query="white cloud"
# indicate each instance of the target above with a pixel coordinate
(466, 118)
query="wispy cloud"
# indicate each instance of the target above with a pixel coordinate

• _STATED EXERCISE_: Transcribe all lines as written.

• _FINISHED ANSWER_:
query="white cloud"
# indicate each instance of the target above with a pixel coordinate
(466, 118)
query="wispy cloud"
# indicate each instance of the target above with a pixel coordinate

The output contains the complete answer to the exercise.